■ **What this task involves**: Count how many lines of the rows below contain the string "pagoda", and give only that number.

Labeled-object pointing rows:
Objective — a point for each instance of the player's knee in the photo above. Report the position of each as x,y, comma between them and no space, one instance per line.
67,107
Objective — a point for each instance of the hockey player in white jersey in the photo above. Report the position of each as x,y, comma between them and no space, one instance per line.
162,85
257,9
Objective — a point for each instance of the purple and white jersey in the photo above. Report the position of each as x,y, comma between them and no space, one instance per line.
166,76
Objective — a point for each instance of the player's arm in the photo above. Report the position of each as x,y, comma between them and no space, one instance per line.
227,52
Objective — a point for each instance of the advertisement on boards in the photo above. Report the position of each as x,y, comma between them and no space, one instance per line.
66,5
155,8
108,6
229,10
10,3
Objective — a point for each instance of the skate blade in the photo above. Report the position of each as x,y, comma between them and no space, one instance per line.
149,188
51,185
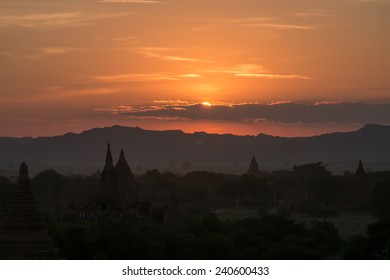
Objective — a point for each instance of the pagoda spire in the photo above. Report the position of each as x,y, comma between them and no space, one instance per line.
109,161
360,172
253,167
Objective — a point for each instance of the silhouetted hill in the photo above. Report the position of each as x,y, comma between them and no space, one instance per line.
170,149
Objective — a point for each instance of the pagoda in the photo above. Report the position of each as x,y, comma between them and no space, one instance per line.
253,167
24,234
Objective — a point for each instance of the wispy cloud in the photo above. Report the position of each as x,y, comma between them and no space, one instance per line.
55,50
273,76
253,71
52,20
56,92
162,53
282,26
131,1
285,112
144,77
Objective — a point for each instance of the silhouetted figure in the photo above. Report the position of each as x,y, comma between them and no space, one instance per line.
107,197
24,233
253,167
124,175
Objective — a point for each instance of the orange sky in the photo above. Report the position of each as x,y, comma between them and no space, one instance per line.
65,64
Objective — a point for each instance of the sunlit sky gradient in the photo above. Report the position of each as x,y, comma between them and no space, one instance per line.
77,64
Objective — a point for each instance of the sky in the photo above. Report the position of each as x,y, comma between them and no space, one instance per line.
281,67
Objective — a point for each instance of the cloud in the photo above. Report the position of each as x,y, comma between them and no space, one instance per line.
56,50
282,26
131,1
161,53
273,76
52,20
253,71
286,112
59,92
144,77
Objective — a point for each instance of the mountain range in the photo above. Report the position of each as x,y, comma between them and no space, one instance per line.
181,152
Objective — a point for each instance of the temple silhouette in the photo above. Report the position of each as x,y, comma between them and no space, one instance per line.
116,193
253,167
24,234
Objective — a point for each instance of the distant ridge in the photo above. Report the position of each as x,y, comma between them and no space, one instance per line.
164,149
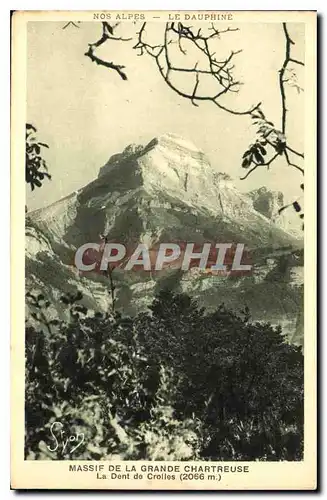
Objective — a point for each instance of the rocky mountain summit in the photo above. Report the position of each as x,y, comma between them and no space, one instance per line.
166,191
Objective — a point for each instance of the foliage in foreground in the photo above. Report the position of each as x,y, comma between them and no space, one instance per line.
169,384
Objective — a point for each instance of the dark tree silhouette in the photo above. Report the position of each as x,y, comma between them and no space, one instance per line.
270,142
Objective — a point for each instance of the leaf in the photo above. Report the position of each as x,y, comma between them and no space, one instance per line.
296,206
262,149
29,126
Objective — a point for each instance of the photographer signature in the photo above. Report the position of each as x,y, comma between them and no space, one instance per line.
63,440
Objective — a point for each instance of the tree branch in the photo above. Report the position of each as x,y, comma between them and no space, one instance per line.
107,34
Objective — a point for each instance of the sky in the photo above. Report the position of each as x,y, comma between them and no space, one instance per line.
86,112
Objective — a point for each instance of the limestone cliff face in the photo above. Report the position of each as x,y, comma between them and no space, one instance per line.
165,191
269,203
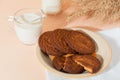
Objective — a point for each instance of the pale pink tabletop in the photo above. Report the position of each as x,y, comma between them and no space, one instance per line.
19,61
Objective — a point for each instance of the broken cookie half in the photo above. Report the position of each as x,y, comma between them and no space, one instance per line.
90,63
67,64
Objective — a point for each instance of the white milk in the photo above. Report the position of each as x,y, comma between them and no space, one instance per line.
26,30
51,6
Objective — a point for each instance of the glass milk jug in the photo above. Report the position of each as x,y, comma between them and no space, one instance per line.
28,24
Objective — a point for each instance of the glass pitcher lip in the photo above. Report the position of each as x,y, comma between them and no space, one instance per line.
15,14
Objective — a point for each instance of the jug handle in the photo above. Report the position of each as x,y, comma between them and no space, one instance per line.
10,19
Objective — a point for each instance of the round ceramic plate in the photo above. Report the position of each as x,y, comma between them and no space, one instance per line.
104,51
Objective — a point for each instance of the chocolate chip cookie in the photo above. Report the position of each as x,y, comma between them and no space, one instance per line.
59,41
80,42
89,62
45,43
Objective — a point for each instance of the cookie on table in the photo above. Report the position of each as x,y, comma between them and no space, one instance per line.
59,41
89,62
45,44
81,42
58,62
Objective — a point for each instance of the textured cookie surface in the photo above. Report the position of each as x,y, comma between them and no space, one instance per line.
59,41
58,62
45,43
72,67
90,63
80,42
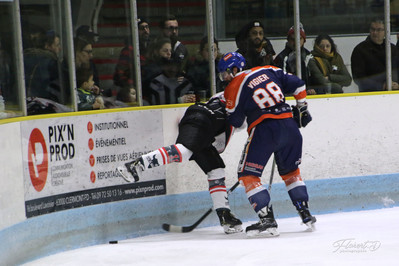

■ **Task answer**: 2